-- Start Source data --
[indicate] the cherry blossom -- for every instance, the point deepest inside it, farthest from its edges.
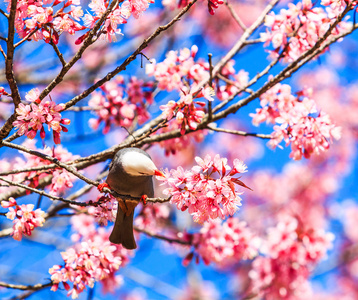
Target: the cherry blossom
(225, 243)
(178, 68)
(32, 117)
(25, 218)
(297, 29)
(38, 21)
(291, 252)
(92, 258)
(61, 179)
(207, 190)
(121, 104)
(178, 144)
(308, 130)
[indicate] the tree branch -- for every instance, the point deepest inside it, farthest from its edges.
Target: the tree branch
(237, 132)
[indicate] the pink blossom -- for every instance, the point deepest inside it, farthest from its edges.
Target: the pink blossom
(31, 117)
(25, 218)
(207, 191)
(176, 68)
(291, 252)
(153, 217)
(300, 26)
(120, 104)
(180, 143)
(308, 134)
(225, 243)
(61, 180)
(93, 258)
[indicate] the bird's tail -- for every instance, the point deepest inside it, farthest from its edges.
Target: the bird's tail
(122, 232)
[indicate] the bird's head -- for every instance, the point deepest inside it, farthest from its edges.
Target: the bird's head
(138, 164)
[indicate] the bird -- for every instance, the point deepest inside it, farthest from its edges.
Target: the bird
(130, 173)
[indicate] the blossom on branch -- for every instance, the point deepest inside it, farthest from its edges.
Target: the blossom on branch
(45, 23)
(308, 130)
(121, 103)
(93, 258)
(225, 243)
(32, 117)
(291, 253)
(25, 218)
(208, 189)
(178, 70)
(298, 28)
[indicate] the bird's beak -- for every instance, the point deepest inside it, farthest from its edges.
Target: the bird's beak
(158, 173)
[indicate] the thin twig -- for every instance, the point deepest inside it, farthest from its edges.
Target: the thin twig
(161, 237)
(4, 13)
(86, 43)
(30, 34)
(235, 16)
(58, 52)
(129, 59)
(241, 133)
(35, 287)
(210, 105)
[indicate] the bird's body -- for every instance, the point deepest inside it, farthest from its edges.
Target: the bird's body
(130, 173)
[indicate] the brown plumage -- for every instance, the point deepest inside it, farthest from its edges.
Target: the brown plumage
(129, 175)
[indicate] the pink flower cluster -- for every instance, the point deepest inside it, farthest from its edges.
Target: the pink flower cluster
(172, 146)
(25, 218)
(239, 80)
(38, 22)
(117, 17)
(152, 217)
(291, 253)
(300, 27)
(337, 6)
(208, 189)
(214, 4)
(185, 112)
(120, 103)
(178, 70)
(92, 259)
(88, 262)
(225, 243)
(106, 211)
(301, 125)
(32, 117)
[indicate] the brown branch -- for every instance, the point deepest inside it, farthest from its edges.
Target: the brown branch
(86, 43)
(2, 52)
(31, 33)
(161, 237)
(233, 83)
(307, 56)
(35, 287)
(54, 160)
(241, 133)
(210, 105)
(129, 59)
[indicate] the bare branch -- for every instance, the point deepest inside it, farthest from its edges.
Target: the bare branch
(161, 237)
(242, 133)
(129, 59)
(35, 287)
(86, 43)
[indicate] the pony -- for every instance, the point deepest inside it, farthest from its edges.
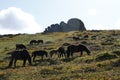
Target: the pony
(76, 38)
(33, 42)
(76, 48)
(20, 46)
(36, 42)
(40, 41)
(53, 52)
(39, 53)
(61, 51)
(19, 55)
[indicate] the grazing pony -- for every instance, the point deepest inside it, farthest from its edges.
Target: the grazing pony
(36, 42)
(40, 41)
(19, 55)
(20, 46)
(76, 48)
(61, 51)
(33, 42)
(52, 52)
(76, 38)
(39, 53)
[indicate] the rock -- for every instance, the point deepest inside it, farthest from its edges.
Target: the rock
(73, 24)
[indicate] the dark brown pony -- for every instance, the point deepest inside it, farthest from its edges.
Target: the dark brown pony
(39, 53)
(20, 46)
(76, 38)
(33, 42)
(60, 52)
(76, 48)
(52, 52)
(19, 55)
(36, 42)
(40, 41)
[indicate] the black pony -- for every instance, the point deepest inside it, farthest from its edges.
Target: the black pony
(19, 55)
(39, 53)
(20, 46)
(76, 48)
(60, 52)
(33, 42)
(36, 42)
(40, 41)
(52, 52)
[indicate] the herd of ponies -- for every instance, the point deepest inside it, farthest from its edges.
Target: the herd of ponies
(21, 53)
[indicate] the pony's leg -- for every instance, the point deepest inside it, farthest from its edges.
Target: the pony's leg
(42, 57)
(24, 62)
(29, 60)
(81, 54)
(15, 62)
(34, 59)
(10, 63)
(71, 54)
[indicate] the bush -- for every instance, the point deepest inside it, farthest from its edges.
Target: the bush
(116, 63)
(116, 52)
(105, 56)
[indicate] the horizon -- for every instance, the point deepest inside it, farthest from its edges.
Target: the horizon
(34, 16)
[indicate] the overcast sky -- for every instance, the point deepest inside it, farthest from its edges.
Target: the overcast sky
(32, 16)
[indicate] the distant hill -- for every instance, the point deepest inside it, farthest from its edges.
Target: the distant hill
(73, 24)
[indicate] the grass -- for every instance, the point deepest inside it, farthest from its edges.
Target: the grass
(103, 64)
-- End Source data --
--- Work to do ---
Output the line containing "[indicate] the herd" and all lines after it to the end of the records, exactly as given.

--- Worked solution ---
[indicate] the herd of ponies -- for every instance, the point deepest inside it, farthest from its edges.
Target: the herd of ponies
(21, 53)
[indicate] the pony's leg -- for every instance, the point deepest inside it, farthest from its edges.
Target: the pony's leg
(42, 57)
(24, 62)
(29, 60)
(81, 54)
(15, 62)
(34, 59)
(10, 63)
(71, 54)
[indicate] the bush -- for every instance, the point deepest inside it, farthest from its edges.
Target: the bush
(116, 63)
(116, 52)
(105, 56)
[indicate] the horizon -- for every instance, the point deepest inside it, farthest from its edges.
Target: the horizon
(34, 16)
[indicate] the overcast sky -- for every instance, the point deepest inside it, farthest from its edges.
Target: the overcast sky
(32, 16)
[indicate] the distant hill -- for every instance, the point deepest inside it, farthest from its edges.
Target: the distant hill
(73, 24)
[indicate] the grass -- for every instance, the point deepest inside it, farthest from its edges.
Target: the grass
(103, 64)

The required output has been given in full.